Bill Clinton laments death of former Arkansas Democratic Sen. David Pryor

 April 23, 2024

The Associated Press reported this past weekend that former Arkansas Democratic Sen. David Pryor passed away at the age of 89.

Pryor's death left many heartbroken, including former President Bill Clinton, who quickly released a tribute to the fallen lawmaker. 

"He really loved the people he represented, and they loved him back"

"Hillary and I are deeply saddened by the passing of our friend David Pryor, one of Arkansas' greatest servant leaders and one of the finest people I have ever known," Clinton wrote in a post on X, the social media platform previously known as Twitter.

"David made politics personal — from his famed retail campaigning to his ability to calmly and confidently explain tough votes to his constituents," the former president continued.

Clinton went on to praise Pryor for being "honest, compassionate, and full of common sense. He really loved the people he represented, and they loved him back," the former president continued.

.....

> [Tasks]
1/ In one to three sentences, explain why, according to the article on David Pryor's death, Clinton said Pryor "made politics personal."
2/ Please continue the article on David Pryor's death, starting after its final sentence.
The records have no connection to the article on David Pryor's death.

> [Record excerpts]
.....

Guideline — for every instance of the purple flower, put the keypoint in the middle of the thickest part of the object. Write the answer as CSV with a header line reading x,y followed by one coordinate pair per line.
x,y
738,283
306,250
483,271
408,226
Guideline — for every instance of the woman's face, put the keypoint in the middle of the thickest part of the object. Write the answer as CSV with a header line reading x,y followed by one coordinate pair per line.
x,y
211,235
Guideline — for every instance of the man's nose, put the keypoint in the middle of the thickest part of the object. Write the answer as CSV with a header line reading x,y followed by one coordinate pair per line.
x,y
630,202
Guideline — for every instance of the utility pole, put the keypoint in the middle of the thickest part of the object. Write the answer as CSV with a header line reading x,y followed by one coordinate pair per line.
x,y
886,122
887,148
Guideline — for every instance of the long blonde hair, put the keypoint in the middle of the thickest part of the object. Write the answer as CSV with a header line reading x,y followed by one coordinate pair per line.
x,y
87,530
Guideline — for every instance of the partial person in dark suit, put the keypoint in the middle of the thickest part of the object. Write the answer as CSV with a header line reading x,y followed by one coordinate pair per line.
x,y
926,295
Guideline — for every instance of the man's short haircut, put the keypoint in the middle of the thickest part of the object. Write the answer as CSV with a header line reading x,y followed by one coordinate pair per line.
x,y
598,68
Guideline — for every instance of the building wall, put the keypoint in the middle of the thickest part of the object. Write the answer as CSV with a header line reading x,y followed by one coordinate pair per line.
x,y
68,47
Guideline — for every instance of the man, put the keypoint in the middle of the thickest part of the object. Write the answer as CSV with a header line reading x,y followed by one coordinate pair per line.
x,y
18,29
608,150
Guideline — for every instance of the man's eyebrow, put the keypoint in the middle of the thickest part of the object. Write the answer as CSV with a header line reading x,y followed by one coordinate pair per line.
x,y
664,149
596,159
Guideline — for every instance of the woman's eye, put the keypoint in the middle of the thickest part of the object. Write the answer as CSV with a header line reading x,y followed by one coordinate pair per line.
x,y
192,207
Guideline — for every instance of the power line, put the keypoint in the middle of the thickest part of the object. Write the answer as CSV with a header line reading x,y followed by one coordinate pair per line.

.....

> [Your written answers]
1/ Clinton said Pryor made politics personal through his famed retail campaigning. He also credited Pryor's ability to calmly and confidently explain tough votes to his constituents.

2/
Pryor advocated on behalf of seniors and taxpayers

The Hill noted that Pryor's political career began in 1960 when he was elected to the Arkansas House of Representatives.

Pryor successfully ran for Congress six years later where he remained until 1973. He then returned to Arkansas and was elected governor in 1975.

His final office was that of United States senator, a position Pryor held from 1979 until finally choosing to step down in 1997.

Pryor was known for advocating on behalf of senior citizens and led investigations in nursing homes. He also helped draft legislation which provided taxpayers with more rights when dealing with the IRS.

Governor praises Pryor for fighting "divisive racial politics"

Clinton was not alone in praising Pryor, as Arkansas Republican Sen. Tom Cotton spoke up as well, calling him a "true gentleman and a statesman" who "will continue to serve as inspiration for our fellow Arkansans."

So did Arkansas Republican Gov. Sarah Huckabee Sanders, who recalled the way that Pryor's "career defied easy definition."

She described him as "a man with deep roots in Ouachita County who reached the heights of influence in Washington; a Solid South Democrat who stood strong against the Faubus machine; the architect of an Arkansas political dynasty who was just as comfortable in a Camden lumber yard as the Cambridge quad."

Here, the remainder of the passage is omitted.